### Complete the following
1. Reproduce the stretch of the Tony Robertson profile from "Personal information" through "Southwestern (Detroit, Michigan)", swapping "Listed" for "Reported" wherever it appears.
2. Find each line in the rows that includes the word "tall" and copy those lines out.

### Text section
═══

Tony Robertson

Personal information
- Born: January 1, 1956 (age 69) Detroit, Michigan, U.S.
- Listed height: 6 ft 4 in (1.93 m)
- Listed weight: 195 lb (88 kg)

Career information
- High school: Southwestern (Detroit, Michigan)
- College: Eastern Arizona (1973–1975); West Virginia (1975–1977);
- NBA draft: 1977: 4th round, 88th overall pick
- Drafted by: Los Angeles Lakers
- Position: Shooting guard
- Number: 4, 25

Career history
- 1977–1978: Atlanta Hawks
- 1979: Golden State Warriors

Career highlights
- First-team All-Eastern 8 (1977);
- Stats at NBA.com
- Stats at Basketball Reference

= Tony Robertson =

American basketball player (born 1956)

═══

### Material provided
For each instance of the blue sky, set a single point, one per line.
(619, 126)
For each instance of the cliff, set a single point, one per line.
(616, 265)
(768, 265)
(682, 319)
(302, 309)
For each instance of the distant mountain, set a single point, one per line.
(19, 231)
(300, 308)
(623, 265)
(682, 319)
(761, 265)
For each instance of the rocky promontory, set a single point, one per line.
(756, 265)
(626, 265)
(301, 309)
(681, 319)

═══

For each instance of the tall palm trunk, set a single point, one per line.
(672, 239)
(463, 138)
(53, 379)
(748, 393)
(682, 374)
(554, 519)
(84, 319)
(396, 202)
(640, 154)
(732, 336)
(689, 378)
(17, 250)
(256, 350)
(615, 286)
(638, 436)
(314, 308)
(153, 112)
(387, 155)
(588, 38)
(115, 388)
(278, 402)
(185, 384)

═══

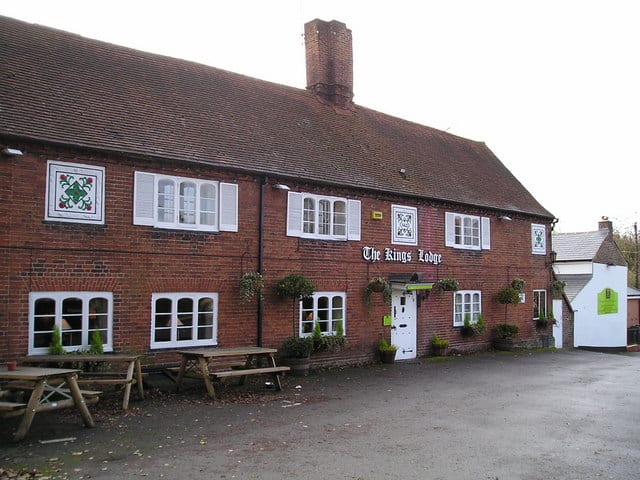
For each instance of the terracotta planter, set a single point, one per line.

═══

### Task results
1.
Personal information
- Born: January 1, 1956 (age 69) Detroit, Michigan, U.S.
- Reported height: 6 ft 4 in (1.93 m)
- Reported weight: 195 lb (88 kg)

Career information
- High school: Southwestern (Detroit, Michigan)

2.
For each instance of the tall palm trunk, set a single point, one per line.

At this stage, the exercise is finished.